Task requirements:
Could you print the listing again exactly, omitting the pictures?

Extracted material:
- - - - -
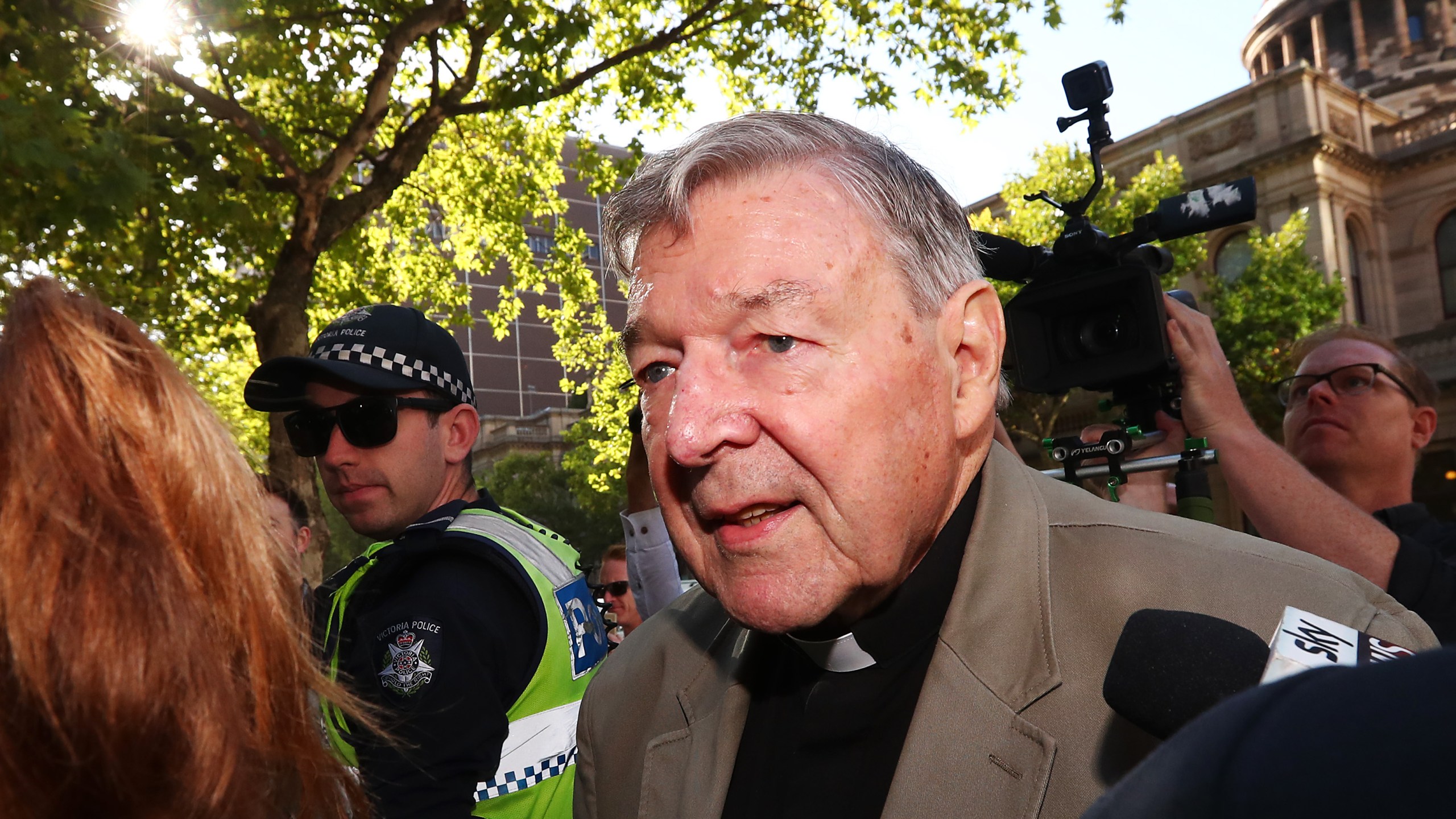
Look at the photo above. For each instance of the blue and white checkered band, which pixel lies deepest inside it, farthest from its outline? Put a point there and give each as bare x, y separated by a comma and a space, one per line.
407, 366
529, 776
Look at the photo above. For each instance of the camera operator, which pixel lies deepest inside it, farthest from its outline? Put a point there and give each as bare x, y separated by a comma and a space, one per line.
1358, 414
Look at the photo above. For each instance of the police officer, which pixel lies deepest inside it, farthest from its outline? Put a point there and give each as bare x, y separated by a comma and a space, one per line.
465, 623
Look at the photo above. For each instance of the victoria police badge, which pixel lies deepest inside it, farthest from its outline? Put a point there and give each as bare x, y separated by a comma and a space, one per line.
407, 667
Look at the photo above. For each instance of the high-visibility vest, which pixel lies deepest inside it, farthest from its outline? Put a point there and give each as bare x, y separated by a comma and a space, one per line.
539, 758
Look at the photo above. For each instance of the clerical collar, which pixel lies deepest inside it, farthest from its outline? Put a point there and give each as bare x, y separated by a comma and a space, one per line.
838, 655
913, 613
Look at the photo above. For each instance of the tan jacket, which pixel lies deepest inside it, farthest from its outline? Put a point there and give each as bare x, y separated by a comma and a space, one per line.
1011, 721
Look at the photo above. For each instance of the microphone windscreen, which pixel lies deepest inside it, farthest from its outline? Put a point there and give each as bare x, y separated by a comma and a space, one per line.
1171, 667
- - - - -
Task output:
Look at the photo above. For each instance of the blue and white checkered band, which pixel lies deepest inside it, farthest from its outline? Put a point there and give each as bare x, y separated by a comma and a space, one per line.
407, 366
529, 776
Look at the photo above. For each instance of the camera operator, which pixel lies deepest inside it, farthest from its outline? Put a point there and give each as bare x, y separated by a comma and a space, one per line.
1358, 414
Look at the photo above. For each instance of the police officer, which pixel lies deepest inside it, farthest from its outline? Put a point there and give each as bare x, y separated by a comma and a space, one per line.
465, 623
Look at the photo above. For each instance of the victoria police badge, which pixel lies deepest inside it, farthest from its outline? Put a point there and give each as bare x, y separated by a comma and a space, one per line.
407, 667
Look at the photo above. For each instance of the high-visibility vest, which pixel lies deepest inside it, farthest from its outline? Put a point there and give each as bare x, y separated by a comma and a space, one per line.
539, 758
Look at the photo above. For each instance of the clerical collar, which pixel lies deepest inside it, farthest from its outline? Put a point there and give each as bare x, y separated by a comma and a space, one per line.
838, 655
913, 613
Look at the photo above. For each instance of the tan jacket, which pixel lies deepest inside it, farthest from its outline? Put a point there and give each as bare x, y separated by a comma and a space, one per line.
1011, 721
Look at the photo above. For each instance of the microphone windscreen, which pixel lies deepest inside it, farthest from its outline? Put a point there and give each as bare x, y separated by a comma and a space, one per line.
1171, 667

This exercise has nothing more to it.